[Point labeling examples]
* * *
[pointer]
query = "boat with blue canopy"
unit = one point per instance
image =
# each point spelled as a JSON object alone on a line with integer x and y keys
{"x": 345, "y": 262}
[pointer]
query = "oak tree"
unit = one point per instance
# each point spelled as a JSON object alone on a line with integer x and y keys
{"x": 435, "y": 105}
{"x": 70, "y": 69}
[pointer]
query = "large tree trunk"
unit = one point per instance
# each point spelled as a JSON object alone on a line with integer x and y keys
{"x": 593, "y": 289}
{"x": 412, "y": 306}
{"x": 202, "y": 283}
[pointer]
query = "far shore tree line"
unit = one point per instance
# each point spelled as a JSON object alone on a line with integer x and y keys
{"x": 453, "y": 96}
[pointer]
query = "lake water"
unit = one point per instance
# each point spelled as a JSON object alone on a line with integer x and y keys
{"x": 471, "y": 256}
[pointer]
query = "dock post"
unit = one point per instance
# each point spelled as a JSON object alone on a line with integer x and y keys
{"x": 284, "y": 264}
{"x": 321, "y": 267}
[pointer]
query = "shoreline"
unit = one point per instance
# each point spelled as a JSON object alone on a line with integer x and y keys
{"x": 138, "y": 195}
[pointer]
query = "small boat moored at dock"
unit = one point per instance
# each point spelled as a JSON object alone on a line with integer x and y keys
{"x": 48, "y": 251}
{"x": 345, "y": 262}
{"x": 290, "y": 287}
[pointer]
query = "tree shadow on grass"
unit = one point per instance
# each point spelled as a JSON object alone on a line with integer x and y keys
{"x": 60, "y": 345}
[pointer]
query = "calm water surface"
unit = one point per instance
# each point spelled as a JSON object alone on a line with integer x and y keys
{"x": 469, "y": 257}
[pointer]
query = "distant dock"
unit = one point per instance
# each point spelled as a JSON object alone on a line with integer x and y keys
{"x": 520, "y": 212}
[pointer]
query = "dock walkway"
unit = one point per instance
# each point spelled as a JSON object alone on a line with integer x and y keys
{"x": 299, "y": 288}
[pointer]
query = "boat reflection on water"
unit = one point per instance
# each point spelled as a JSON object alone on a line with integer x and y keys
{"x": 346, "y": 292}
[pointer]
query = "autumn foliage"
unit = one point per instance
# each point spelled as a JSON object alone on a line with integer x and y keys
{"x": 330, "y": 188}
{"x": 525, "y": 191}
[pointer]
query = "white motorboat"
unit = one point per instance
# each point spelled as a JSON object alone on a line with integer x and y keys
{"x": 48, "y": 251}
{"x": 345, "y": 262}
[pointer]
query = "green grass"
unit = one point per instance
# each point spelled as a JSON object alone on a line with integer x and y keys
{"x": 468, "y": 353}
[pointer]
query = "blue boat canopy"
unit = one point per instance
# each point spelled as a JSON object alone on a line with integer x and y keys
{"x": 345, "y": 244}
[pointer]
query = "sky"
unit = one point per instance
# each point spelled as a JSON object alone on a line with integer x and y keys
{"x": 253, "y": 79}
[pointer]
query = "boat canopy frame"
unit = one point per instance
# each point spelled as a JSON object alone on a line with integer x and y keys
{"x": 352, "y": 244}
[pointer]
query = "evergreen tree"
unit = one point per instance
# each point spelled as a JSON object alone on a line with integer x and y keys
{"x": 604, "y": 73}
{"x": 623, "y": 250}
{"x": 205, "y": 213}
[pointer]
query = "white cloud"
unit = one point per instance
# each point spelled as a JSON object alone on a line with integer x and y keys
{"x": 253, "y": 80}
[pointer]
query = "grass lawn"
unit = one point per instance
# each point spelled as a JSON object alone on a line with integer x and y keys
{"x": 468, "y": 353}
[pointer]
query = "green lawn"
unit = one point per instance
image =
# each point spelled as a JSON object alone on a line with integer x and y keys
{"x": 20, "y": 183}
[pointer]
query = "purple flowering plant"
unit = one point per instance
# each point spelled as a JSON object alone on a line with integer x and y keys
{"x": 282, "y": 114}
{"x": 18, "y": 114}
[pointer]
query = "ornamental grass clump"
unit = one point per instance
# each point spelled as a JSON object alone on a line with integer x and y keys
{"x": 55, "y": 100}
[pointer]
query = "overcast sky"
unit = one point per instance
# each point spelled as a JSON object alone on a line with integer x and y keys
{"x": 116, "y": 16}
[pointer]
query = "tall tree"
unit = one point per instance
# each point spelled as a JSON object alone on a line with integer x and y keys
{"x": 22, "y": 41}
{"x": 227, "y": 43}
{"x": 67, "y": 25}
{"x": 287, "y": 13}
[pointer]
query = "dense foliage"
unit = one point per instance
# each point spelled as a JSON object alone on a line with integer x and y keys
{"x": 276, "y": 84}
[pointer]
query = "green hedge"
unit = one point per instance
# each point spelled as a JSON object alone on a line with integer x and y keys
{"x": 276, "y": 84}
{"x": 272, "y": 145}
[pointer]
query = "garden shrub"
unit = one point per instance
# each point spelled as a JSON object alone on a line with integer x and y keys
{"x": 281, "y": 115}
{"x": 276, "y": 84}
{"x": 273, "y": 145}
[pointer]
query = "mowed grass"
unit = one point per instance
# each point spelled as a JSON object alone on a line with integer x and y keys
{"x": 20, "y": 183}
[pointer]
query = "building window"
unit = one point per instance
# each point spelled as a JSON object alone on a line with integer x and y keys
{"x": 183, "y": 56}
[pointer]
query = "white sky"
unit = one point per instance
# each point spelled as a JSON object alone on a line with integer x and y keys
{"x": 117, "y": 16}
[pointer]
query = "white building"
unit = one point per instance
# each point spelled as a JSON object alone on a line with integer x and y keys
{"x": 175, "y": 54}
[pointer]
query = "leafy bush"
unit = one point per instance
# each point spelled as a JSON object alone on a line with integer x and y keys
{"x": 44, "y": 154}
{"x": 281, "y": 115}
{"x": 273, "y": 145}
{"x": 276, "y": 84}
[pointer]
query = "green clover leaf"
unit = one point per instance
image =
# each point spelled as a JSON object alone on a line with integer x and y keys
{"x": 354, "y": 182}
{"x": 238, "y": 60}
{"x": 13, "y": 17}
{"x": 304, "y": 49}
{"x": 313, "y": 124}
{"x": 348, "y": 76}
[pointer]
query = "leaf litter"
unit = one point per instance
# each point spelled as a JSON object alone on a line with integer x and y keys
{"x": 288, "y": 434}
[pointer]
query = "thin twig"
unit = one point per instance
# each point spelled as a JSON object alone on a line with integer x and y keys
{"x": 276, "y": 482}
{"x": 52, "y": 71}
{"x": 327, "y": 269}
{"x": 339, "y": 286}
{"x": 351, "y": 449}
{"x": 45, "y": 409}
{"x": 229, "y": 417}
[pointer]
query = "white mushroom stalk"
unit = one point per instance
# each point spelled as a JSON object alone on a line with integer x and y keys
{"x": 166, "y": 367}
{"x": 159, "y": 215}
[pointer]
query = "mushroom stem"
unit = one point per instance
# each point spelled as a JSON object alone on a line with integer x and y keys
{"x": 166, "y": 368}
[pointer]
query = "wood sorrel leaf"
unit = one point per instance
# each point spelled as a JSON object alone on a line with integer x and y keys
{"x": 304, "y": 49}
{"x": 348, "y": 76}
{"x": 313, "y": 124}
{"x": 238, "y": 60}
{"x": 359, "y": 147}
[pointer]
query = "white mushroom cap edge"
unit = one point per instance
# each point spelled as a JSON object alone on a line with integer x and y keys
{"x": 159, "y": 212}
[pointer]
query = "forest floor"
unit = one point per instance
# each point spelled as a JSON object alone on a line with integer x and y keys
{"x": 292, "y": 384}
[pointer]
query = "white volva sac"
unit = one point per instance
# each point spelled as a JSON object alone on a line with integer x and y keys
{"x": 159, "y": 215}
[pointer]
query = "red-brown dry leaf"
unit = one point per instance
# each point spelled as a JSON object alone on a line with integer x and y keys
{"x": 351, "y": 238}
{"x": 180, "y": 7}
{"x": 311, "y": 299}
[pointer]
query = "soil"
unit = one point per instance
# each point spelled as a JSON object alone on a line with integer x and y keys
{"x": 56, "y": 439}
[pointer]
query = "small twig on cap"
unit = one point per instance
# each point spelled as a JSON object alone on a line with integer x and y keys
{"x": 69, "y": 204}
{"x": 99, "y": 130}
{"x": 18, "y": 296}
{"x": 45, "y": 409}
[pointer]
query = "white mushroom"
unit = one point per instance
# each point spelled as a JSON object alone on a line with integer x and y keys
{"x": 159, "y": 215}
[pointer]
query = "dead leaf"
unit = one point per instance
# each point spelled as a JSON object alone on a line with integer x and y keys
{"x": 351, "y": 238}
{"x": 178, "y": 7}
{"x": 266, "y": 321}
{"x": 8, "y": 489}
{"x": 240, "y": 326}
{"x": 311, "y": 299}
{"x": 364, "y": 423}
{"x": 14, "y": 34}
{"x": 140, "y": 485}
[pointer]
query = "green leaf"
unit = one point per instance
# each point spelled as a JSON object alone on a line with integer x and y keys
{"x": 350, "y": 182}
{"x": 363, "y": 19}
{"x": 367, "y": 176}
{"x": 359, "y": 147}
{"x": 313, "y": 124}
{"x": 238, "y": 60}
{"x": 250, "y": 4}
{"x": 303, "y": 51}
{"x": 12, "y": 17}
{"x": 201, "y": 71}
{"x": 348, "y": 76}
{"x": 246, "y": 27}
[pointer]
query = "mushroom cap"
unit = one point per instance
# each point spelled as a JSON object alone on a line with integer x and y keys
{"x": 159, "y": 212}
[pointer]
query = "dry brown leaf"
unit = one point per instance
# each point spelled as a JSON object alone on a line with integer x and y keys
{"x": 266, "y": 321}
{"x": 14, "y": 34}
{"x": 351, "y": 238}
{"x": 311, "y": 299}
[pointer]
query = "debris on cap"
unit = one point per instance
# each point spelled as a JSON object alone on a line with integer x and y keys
* * *
> Required task:
Report every line above that contains the string "blue", copying each one in full. Case counts.

> Exercise answer:
query = "boat with blue canopy"
query = "blue boat canopy"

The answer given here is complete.